*Task list*.
1/ In the Shangdi passage, how many times does Shangdi occur in the Classic of History?
2/ Copy the part of the Shangdi passage between "As early as" and "with each other.", inclusive, without changing a word.

The connection of many rituals with the Shang clan meant that Shang nobles continued to rule several locations (despite their rebellions) and to serve as court advisors and priests. The Duke of Zhou even created an entire ceremonial city along strict cosmological principles to house the Shang aristocracy and the nine tripods representing Huaxia sovereignty; the Shang were then charged with maintaining the Rites of Zhou. Likewise, the Shang's lesser houses, the shi knightly class, developed directly into the learned Confucian gentry and scholars who advised the Zhou rulers on courtly etiquette and ceremony.[23] The Confucian classics carried on and ordered the earlier traditions, including the worship of Shangdi. All of them include references:

Occurrences of Shangdi in the Five Classics
Chinese Name Pinyin English Name Occurrences
書經 Shujing Classic of History 32 times
詩經 Shijing Classic of Poetry 24 times
禮記 Liji Classic of Rites 20 times
春秋 Chunqiu Spring and Autumn Annals 8 times
易經 Yijing Classic of Changes 2 times

The Four Books mention Shangdi as well but, as it is a later compilation, the references are much more sparse and abstract. Shangdi appears most commonly in earlier works: this pattern may reflect increasing rationalization of Shangdi over time, the shift from a known and arbitrary tribal god to a more abstract and philosophical concept,[note 1][note 2] or his conflation and absorption by other deities.

As early as the Western Zhou period, Di had become fully synonymous with Tian, as the two words were used interchangeably in various bronze inscriptions. One such situation appears in bronze castings during King Li of Zhou's reign (9th century BC),[24] pointing out the prevalence of equating both words with each other.

*Data records*.
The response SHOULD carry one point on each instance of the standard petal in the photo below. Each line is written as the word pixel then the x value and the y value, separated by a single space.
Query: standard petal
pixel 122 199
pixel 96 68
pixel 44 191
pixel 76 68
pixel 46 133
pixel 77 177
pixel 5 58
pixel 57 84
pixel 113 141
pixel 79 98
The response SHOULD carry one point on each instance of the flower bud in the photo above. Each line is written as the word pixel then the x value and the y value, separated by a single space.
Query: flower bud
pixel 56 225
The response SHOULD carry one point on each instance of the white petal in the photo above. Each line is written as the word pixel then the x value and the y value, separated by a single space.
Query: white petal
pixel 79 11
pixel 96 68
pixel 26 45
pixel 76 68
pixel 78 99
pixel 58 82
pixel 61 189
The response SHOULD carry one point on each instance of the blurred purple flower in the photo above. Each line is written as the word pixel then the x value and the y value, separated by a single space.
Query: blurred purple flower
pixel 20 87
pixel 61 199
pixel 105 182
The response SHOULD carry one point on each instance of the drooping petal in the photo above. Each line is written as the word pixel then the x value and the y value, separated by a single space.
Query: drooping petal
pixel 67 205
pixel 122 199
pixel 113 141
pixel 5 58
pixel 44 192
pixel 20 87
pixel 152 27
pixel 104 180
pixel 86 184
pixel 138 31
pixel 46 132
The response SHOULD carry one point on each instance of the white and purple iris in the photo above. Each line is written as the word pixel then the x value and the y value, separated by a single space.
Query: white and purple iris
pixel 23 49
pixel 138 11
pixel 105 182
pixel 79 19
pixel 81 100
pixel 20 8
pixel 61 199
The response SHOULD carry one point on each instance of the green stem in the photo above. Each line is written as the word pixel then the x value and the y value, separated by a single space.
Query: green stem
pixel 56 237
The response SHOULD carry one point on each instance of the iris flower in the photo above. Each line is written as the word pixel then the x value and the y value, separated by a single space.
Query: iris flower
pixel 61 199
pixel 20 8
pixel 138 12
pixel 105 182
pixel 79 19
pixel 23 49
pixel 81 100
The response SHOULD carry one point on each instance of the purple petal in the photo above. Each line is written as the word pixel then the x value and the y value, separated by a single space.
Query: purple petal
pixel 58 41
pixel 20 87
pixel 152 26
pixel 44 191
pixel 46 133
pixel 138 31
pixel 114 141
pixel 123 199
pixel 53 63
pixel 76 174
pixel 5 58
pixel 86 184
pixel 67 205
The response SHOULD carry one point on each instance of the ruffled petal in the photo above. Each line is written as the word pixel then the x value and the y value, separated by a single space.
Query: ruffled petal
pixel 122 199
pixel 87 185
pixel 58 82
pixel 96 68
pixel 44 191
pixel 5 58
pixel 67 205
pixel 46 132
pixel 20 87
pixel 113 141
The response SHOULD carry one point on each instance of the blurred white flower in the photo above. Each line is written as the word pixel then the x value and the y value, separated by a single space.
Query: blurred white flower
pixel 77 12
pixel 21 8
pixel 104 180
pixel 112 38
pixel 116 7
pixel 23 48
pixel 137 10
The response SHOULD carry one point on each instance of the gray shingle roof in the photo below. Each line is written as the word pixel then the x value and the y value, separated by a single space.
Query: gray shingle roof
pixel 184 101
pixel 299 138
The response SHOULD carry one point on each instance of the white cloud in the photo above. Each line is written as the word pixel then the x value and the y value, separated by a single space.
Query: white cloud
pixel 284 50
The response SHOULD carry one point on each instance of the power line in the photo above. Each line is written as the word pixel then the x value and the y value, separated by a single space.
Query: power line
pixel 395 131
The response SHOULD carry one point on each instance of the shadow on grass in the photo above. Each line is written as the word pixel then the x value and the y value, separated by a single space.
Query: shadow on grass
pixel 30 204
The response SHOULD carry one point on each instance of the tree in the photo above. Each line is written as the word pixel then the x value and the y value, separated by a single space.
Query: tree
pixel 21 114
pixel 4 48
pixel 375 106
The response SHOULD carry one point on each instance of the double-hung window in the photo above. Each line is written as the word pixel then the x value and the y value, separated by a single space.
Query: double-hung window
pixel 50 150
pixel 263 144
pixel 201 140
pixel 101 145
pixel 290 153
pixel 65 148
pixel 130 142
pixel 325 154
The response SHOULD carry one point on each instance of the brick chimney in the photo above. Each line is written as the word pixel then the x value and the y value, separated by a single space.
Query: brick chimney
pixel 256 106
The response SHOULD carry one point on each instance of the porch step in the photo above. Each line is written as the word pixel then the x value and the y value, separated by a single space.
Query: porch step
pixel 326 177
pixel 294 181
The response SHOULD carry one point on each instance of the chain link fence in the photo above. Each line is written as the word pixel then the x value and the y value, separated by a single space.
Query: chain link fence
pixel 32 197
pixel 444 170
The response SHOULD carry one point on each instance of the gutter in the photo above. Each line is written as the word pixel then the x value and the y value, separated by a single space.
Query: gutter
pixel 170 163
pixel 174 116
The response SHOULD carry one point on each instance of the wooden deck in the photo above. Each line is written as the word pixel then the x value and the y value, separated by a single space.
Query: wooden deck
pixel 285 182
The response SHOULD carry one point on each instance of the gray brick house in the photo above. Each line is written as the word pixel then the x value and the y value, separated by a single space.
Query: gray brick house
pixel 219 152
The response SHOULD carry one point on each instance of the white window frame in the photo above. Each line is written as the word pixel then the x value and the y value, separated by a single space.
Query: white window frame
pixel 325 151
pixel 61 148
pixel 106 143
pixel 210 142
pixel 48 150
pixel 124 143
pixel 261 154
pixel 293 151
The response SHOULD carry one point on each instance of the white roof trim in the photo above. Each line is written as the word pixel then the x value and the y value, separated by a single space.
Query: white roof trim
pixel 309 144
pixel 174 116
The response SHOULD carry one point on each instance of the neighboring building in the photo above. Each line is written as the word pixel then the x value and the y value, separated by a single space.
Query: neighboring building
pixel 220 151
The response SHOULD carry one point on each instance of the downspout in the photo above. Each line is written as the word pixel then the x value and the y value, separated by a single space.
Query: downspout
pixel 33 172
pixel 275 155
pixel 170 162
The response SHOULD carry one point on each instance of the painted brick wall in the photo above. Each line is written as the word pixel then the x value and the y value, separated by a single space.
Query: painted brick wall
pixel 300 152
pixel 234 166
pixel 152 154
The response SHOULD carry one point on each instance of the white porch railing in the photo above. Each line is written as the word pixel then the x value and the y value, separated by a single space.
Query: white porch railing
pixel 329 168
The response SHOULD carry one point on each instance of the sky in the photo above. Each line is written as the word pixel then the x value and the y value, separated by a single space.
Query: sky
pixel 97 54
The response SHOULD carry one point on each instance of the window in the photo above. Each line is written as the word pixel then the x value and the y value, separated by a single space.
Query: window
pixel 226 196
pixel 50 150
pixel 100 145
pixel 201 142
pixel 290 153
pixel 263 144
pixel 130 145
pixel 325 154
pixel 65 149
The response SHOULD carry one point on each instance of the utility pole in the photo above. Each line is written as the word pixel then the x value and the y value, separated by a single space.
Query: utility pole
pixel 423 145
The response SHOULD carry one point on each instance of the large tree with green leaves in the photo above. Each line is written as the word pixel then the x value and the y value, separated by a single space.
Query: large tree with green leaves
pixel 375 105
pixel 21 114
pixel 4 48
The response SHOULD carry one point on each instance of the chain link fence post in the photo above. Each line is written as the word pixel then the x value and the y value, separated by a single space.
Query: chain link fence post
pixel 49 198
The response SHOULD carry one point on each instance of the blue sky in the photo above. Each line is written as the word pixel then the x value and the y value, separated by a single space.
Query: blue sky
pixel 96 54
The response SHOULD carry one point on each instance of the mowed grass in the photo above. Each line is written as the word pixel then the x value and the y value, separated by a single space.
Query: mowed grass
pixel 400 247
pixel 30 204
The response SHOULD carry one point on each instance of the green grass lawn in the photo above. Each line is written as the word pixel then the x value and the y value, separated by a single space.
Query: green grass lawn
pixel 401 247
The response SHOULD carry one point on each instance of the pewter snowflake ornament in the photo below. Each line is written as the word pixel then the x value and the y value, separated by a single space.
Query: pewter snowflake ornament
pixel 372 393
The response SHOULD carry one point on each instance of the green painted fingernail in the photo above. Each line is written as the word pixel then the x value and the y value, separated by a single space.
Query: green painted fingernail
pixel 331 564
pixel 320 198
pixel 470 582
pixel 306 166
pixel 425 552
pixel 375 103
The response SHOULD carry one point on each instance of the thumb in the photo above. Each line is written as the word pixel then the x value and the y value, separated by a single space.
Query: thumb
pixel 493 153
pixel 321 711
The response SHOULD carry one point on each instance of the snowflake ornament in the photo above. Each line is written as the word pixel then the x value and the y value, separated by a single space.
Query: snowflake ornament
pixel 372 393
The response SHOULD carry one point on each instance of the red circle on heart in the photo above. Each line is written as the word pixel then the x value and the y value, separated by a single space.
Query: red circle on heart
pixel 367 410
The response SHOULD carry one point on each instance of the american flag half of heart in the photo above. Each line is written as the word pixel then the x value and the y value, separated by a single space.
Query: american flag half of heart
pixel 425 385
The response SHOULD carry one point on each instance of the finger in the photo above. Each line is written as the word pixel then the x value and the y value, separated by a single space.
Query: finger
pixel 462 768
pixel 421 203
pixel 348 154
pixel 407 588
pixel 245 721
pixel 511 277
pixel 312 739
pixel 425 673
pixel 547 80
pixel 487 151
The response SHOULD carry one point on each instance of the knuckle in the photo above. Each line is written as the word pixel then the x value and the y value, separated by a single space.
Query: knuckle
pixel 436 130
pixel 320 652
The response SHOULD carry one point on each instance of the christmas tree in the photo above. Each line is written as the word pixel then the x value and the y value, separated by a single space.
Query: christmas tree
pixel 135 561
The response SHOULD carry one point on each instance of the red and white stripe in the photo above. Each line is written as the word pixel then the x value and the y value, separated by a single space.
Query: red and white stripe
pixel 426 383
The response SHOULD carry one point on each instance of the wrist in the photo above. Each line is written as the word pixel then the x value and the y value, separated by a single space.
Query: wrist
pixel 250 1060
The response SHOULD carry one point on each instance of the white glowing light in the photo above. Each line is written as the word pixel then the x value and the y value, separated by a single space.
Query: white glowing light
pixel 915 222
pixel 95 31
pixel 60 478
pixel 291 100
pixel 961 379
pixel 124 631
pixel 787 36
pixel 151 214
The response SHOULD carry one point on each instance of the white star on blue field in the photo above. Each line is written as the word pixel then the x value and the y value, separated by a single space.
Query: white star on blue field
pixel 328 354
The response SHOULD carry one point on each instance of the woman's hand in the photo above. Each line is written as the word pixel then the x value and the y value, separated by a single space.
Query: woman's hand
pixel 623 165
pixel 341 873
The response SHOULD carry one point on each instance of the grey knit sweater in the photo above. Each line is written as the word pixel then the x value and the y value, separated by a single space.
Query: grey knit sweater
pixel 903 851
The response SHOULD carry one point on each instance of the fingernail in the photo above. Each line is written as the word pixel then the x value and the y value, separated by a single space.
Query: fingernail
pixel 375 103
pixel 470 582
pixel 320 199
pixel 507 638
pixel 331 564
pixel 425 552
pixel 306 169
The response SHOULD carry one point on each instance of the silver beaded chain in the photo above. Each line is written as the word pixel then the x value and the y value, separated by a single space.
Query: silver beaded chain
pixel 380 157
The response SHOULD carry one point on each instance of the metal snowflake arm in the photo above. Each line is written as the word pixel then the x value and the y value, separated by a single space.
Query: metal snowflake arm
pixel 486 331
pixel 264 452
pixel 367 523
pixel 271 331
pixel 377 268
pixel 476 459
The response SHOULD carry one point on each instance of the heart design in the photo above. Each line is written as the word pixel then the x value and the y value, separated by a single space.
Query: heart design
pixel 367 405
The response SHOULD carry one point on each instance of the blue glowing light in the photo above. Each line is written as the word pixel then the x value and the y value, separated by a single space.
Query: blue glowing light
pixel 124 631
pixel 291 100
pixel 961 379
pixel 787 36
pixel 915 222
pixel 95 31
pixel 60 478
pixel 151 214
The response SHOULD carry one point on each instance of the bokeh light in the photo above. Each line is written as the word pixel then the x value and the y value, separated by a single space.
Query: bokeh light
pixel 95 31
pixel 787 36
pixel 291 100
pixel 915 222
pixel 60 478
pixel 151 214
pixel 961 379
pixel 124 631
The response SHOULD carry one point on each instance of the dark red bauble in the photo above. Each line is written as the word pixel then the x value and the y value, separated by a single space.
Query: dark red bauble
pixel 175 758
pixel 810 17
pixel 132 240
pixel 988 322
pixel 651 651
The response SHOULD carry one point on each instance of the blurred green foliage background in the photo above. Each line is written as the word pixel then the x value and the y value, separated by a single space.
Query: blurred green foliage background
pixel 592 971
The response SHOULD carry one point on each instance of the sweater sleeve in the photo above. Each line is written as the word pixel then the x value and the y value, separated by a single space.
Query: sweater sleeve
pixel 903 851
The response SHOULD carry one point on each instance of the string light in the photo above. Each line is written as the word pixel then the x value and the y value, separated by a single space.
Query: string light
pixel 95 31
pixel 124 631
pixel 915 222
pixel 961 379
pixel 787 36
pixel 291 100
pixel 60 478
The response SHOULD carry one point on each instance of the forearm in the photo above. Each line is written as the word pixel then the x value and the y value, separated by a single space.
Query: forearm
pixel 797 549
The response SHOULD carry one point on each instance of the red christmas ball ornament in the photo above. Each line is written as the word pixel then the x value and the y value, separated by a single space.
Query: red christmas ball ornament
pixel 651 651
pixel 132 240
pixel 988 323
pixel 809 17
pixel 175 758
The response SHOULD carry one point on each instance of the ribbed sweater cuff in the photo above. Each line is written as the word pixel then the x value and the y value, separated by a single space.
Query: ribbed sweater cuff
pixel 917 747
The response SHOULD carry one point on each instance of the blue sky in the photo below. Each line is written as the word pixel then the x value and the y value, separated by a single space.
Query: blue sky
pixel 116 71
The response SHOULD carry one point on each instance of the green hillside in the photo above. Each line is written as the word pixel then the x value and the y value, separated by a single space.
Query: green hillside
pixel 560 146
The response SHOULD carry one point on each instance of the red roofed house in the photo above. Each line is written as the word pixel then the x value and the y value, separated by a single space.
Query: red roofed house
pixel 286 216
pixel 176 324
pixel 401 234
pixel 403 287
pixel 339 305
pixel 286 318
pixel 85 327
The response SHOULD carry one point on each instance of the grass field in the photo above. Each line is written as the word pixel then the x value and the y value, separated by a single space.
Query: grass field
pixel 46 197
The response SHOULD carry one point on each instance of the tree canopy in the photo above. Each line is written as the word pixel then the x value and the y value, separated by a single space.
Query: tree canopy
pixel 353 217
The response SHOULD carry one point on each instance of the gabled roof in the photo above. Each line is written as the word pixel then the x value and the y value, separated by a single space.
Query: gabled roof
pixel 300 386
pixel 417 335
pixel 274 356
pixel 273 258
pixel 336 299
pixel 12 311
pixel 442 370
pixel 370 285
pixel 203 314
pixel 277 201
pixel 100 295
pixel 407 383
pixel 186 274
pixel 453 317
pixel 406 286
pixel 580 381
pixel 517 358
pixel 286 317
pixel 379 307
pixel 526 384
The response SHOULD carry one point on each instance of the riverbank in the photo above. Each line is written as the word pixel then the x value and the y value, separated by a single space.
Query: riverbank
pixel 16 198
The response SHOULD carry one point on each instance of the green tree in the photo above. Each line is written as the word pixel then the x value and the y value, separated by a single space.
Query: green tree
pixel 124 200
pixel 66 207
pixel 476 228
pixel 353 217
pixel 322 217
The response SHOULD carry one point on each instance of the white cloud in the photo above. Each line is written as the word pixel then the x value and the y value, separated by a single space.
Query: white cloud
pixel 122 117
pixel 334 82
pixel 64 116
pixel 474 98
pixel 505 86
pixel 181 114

*Problem solutions*.
1/ 32 times.

2/
As early as the Western Zhou period, Di had become fully synonymous with Tian, as the two words were used interchangeably in various bronze inscriptions. One such situation appears in bronze castings during King Li of Zhou's reign (9th century BC),[24] pointing out the prevalence of equating both words with each other.